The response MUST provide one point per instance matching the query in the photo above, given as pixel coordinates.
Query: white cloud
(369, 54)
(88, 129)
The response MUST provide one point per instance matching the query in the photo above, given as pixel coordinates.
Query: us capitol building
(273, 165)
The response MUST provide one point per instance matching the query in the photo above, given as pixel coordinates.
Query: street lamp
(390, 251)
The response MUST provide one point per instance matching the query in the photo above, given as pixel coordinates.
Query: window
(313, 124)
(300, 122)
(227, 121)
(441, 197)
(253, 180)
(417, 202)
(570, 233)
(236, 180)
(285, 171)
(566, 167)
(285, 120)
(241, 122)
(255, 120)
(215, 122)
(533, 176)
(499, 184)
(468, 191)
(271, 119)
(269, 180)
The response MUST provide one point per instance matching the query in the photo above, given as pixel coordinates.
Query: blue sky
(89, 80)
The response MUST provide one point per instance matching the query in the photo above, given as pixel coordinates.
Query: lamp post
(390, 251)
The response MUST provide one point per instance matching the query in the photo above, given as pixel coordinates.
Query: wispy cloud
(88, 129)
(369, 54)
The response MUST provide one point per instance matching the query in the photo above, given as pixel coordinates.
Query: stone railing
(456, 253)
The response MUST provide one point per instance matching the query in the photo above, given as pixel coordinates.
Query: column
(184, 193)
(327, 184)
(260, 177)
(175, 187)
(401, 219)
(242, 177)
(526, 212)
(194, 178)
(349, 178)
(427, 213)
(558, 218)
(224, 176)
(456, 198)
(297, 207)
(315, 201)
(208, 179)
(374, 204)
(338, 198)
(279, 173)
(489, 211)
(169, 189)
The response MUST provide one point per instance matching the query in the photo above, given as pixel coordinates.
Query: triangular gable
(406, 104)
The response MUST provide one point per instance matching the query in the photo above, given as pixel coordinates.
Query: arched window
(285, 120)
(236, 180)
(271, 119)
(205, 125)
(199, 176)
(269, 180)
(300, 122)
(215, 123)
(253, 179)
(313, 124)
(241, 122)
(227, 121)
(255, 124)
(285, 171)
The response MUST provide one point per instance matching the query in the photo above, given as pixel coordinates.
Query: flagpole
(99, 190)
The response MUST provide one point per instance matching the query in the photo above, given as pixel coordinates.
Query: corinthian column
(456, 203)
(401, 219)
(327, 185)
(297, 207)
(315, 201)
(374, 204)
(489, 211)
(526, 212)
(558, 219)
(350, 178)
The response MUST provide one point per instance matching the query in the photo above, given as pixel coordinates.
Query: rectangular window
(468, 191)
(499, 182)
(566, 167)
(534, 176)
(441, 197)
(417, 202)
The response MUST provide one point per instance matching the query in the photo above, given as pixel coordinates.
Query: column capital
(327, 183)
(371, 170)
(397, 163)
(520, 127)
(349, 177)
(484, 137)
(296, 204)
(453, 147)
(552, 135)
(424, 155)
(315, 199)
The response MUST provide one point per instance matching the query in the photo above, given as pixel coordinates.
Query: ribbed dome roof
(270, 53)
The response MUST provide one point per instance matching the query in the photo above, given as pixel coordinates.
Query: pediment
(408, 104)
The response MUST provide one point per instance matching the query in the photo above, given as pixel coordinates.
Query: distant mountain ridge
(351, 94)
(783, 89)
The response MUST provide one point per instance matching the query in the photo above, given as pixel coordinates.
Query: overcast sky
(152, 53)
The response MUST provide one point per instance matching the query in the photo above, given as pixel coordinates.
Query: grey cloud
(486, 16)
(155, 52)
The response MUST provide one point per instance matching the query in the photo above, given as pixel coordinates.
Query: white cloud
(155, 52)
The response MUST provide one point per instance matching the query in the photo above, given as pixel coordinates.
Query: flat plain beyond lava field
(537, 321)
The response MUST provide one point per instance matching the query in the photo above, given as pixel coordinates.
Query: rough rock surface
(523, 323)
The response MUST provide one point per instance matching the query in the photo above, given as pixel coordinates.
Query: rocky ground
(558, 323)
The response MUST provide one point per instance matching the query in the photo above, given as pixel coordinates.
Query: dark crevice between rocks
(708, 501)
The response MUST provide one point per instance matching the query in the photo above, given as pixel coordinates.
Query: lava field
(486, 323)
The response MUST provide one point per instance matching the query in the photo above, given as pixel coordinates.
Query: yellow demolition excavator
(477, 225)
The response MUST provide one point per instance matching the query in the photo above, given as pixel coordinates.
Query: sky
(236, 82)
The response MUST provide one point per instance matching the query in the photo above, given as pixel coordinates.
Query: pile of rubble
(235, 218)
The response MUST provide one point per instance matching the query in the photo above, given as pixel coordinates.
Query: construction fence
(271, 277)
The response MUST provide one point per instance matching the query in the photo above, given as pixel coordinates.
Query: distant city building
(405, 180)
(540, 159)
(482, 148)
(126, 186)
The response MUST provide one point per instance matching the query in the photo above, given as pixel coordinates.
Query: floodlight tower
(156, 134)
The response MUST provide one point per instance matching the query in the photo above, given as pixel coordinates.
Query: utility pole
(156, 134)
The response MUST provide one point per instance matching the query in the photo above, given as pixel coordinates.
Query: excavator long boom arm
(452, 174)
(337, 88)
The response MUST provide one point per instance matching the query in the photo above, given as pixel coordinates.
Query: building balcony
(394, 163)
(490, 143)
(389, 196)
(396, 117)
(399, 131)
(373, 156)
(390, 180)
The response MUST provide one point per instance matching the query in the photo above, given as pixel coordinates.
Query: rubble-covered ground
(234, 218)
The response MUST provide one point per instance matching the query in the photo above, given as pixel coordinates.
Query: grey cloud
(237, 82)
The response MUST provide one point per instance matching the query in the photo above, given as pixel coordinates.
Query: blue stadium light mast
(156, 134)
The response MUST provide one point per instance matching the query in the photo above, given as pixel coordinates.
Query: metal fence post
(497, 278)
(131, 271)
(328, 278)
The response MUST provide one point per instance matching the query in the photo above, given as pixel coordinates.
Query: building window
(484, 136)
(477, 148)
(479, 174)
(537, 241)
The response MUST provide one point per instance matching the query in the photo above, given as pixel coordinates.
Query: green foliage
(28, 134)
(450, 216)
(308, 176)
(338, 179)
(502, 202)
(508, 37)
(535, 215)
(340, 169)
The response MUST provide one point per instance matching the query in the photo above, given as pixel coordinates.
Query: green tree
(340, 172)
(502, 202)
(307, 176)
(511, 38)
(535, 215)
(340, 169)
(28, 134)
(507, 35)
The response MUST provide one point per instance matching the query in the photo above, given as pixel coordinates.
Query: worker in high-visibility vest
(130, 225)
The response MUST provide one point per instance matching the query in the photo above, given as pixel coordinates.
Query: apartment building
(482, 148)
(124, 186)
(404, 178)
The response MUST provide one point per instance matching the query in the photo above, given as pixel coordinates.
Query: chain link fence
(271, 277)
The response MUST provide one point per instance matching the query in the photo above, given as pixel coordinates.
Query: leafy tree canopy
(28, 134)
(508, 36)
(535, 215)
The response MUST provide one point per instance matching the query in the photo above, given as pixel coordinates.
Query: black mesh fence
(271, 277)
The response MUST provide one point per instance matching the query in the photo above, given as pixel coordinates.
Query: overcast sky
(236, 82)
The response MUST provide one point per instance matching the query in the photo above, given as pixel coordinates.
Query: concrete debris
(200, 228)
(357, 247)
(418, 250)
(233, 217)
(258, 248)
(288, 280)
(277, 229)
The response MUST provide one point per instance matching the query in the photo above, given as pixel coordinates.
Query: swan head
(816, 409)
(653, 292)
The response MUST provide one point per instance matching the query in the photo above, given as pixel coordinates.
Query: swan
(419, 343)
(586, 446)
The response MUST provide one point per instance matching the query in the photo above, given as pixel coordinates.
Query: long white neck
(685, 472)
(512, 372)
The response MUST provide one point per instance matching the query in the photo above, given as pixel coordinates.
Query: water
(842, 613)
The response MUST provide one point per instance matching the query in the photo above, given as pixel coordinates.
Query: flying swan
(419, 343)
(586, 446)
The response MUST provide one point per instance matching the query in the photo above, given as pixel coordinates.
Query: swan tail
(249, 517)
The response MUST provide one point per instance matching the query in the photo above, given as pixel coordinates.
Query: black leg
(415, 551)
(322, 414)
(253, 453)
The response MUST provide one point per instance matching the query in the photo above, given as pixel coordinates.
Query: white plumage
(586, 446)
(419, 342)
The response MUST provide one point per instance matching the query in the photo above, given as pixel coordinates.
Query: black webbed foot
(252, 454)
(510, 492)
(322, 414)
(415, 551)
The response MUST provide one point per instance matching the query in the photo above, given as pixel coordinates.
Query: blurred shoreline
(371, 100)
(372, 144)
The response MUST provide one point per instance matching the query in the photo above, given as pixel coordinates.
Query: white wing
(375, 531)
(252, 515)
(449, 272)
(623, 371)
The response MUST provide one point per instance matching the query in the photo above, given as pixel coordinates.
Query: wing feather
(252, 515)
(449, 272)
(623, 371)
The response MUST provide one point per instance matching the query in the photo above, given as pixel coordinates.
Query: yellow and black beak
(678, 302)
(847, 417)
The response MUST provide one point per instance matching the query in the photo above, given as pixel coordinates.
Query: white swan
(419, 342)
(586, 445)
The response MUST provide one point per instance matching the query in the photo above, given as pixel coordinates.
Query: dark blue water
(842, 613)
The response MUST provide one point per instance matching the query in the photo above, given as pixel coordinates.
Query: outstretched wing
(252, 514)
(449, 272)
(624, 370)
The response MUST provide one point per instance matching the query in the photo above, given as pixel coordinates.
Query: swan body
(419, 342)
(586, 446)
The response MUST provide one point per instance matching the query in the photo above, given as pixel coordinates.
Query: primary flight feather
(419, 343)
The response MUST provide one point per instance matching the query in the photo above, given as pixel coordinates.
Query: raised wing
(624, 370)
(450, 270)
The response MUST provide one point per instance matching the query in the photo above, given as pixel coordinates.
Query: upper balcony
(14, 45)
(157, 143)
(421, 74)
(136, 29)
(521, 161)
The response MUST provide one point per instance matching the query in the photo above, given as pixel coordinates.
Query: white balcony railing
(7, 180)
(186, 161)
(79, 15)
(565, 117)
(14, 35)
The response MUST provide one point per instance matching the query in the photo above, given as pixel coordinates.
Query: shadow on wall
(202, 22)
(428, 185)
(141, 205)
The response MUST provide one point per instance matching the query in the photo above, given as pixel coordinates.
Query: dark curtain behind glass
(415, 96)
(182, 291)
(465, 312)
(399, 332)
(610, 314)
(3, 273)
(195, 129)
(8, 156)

§

What to work on >>
Each line, beginning at the one that contains "Query: raised wing" and continuing through the end of the records, must be written out exactly, first and last included.

Exercise response >>
Query: raised wing
(624, 370)
(450, 270)
The response MUST provide one point per instance matching the query in the photo above, given as pixel coordinates.
Query: upper balcony
(14, 45)
(157, 143)
(421, 74)
(136, 29)
(521, 161)
The response MUST provide one point per instance matching the query in the photo above, given as pixel coordinates.
Query: white balcony railing
(7, 180)
(186, 161)
(79, 15)
(565, 117)
(14, 35)
The response MUST provide one point per instance matching the query in the photo above, given as pixel coordinates.
Query: shadow on wall
(202, 22)
(428, 185)
(141, 205)
The response MUST provide one point per instance matching the query in the photo above, given as pixel coordinates.
Query: dark curtain behind glass
(415, 96)
(182, 291)
(465, 312)
(399, 332)
(610, 314)
(3, 273)
(195, 129)
(8, 156)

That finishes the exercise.